* Task objective *
Extract the lines verbatim, starting at the line that contains "Could you please pick out the rolled-up" and ending with the last line below.

--------------------------------------------------

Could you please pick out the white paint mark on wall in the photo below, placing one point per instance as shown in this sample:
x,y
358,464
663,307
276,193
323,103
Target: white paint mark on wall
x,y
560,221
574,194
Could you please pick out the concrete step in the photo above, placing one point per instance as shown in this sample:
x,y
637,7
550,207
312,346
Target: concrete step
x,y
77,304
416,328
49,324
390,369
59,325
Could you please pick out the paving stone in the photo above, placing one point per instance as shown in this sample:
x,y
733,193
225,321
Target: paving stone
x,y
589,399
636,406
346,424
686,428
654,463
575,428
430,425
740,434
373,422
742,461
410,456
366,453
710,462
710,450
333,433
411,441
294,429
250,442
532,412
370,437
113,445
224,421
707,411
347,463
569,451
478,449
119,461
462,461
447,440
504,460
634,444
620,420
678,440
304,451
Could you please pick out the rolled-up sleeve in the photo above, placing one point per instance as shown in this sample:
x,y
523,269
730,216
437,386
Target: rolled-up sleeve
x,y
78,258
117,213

--------------------------------------------------

* Problem solution *
Could you please pick out the rolled-up sleeve in the photo above, placing one point per instance as shown in this sample:
x,y
523,269
730,216
437,386
Target: rolled-up sleeve
x,y
78,258
117,213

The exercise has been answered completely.